Task prompt:
Copy the entries from the line containing "Where can the black bandana" through the end of the entries, swapping in "headscarf" wherever "bandana" appears and changing nothing else.

Information shown:
Begin

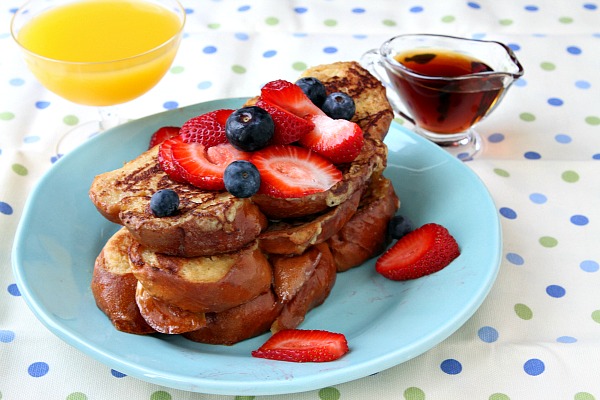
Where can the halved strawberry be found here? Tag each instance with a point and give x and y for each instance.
(289, 128)
(162, 134)
(289, 96)
(337, 139)
(290, 171)
(421, 252)
(204, 167)
(298, 345)
(207, 129)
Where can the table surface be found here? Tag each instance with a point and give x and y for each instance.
(536, 336)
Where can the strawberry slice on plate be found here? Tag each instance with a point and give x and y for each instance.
(288, 171)
(421, 252)
(207, 129)
(289, 128)
(298, 345)
(204, 167)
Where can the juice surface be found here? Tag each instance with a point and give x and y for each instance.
(99, 30)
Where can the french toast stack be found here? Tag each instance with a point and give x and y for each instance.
(223, 268)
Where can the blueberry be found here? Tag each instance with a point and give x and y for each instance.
(164, 203)
(339, 105)
(249, 128)
(313, 89)
(400, 226)
(241, 178)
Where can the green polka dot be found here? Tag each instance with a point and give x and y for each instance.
(329, 394)
(501, 172)
(160, 395)
(548, 241)
(20, 169)
(299, 66)
(75, 396)
(523, 311)
(414, 393)
(592, 120)
(6, 116)
(238, 69)
(71, 120)
(583, 396)
(527, 117)
(570, 176)
(548, 66)
(272, 21)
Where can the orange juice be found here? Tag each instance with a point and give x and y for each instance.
(101, 52)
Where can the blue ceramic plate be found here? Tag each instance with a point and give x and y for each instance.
(385, 322)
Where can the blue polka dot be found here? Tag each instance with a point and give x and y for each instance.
(13, 289)
(534, 367)
(38, 369)
(555, 291)
(589, 266)
(170, 105)
(579, 220)
(451, 366)
(496, 137)
(553, 101)
(566, 339)
(6, 336)
(117, 374)
(515, 259)
(487, 334)
(508, 213)
(532, 155)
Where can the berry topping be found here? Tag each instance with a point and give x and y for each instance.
(288, 171)
(249, 128)
(313, 89)
(289, 128)
(241, 179)
(421, 252)
(207, 129)
(164, 203)
(339, 105)
(204, 167)
(337, 139)
(298, 345)
(162, 134)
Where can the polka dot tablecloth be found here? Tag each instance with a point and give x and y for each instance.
(537, 335)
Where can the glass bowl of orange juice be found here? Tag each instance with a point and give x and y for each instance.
(98, 52)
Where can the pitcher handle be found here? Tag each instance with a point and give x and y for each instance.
(371, 61)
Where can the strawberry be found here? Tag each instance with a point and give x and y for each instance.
(290, 171)
(297, 345)
(421, 252)
(207, 129)
(337, 139)
(289, 128)
(204, 167)
(290, 97)
(162, 134)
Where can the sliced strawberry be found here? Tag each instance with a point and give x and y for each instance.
(162, 134)
(337, 139)
(290, 97)
(298, 345)
(207, 129)
(204, 167)
(421, 252)
(290, 171)
(165, 158)
(289, 128)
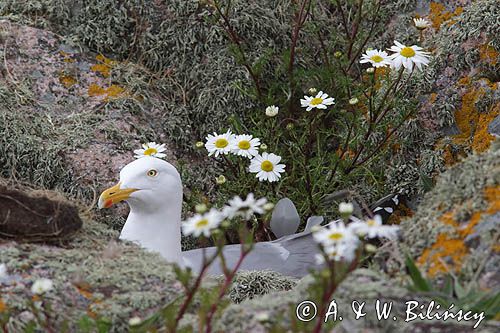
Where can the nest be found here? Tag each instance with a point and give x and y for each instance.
(36, 216)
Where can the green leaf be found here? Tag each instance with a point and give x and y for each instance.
(420, 283)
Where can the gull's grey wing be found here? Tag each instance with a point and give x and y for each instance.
(292, 255)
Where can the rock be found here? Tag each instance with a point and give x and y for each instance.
(36, 216)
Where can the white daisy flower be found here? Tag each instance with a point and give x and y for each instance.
(202, 223)
(219, 143)
(342, 252)
(376, 58)
(266, 166)
(334, 234)
(134, 321)
(408, 56)
(246, 145)
(41, 286)
(321, 101)
(272, 111)
(421, 24)
(372, 228)
(151, 149)
(245, 209)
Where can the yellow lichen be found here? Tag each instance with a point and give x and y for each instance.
(112, 92)
(104, 66)
(439, 15)
(449, 249)
(488, 54)
(67, 80)
(472, 124)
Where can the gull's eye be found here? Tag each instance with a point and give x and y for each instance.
(152, 173)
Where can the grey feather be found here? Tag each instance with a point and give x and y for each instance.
(292, 255)
(285, 219)
(313, 221)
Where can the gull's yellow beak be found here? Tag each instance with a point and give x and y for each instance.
(114, 195)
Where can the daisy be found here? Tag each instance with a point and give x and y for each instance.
(373, 228)
(3, 271)
(151, 149)
(376, 58)
(246, 145)
(202, 223)
(272, 111)
(421, 24)
(335, 234)
(246, 208)
(267, 167)
(219, 143)
(41, 286)
(408, 56)
(320, 101)
(341, 252)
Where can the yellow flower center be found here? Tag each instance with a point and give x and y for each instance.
(316, 101)
(407, 52)
(376, 58)
(267, 166)
(150, 151)
(244, 144)
(221, 143)
(335, 236)
(202, 223)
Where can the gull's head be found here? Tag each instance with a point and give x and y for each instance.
(147, 183)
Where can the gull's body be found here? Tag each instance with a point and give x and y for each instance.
(153, 190)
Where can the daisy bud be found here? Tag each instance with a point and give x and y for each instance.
(346, 209)
(353, 101)
(134, 321)
(268, 206)
(3, 271)
(272, 111)
(262, 316)
(220, 180)
(41, 286)
(200, 208)
(370, 248)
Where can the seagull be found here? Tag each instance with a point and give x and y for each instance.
(152, 188)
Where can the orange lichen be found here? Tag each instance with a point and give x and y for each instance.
(492, 195)
(104, 67)
(67, 80)
(472, 124)
(449, 250)
(439, 15)
(444, 247)
(488, 54)
(112, 92)
(95, 90)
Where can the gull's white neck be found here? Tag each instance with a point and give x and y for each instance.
(157, 231)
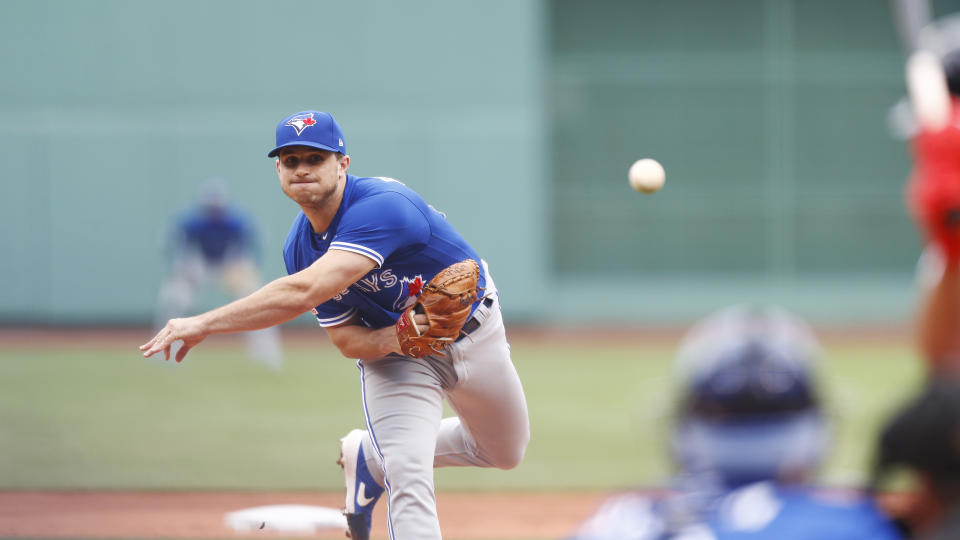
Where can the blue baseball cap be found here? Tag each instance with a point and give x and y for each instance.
(309, 128)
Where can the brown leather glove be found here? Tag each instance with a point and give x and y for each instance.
(446, 301)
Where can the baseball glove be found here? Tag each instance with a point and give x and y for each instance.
(446, 301)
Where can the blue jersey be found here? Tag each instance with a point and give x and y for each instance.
(757, 511)
(384, 220)
(216, 234)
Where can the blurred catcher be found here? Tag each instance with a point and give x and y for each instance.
(214, 243)
(748, 439)
(397, 287)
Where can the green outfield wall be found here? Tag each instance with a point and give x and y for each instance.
(519, 119)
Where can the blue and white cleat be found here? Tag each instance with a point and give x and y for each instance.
(362, 490)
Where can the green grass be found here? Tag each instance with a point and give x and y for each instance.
(108, 419)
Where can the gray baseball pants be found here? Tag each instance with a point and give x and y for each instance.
(407, 436)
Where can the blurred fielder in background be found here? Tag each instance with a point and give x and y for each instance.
(748, 438)
(214, 243)
(361, 255)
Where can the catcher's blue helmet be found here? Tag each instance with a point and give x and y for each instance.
(749, 408)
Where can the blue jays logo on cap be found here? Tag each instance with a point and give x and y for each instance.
(309, 128)
(301, 122)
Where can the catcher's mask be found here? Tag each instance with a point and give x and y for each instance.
(749, 409)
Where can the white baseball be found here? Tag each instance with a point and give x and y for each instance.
(646, 175)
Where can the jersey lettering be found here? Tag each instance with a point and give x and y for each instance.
(369, 284)
(387, 278)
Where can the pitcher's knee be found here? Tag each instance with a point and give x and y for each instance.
(509, 456)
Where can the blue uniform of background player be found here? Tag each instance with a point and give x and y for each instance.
(215, 243)
(748, 438)
(358, 253)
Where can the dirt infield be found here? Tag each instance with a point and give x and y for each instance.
(201, 515)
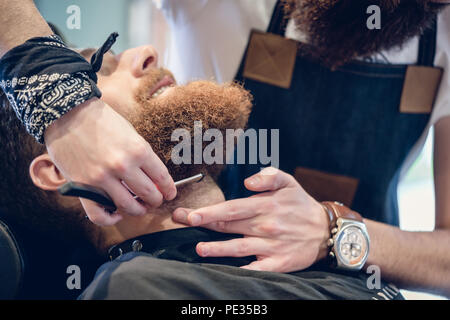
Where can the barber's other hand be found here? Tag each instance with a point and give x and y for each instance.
(284, 227)
(94, 144)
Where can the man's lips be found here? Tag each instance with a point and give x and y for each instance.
(164, 82)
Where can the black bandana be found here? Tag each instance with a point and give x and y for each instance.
(43, 79)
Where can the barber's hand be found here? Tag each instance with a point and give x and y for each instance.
(284, 227)
(94, 144)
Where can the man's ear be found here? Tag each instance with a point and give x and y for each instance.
(45, 174)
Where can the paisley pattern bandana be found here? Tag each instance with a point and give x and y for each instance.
(43, 80)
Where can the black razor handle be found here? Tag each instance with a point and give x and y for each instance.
(81, 190)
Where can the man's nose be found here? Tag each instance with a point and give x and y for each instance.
(145, 59)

End

Final result:
Where can the black headscarf be found here? Tag each instance with a point and give x and y for each instance.
(43, 79)
Where can the barber's hand be found here? Tag each instance with a point and give x and y for each instance.
(284, 227)
(94, 144)
Where can the man's ear be found here? Tag each instance with a point and give x and y for each instance.
(45, 174)
Where can the paisley pattern headscarf be found here? Tag each instance with a point and give x and y for each instance.
(43, 80)
Where can the black razor handle be found here? Tag each instance with a point and give x and y for each instance.
(81, 190)
Where can the man's nose be found here? Tag each instance with a point and give x and y for each instance.
(145, 59)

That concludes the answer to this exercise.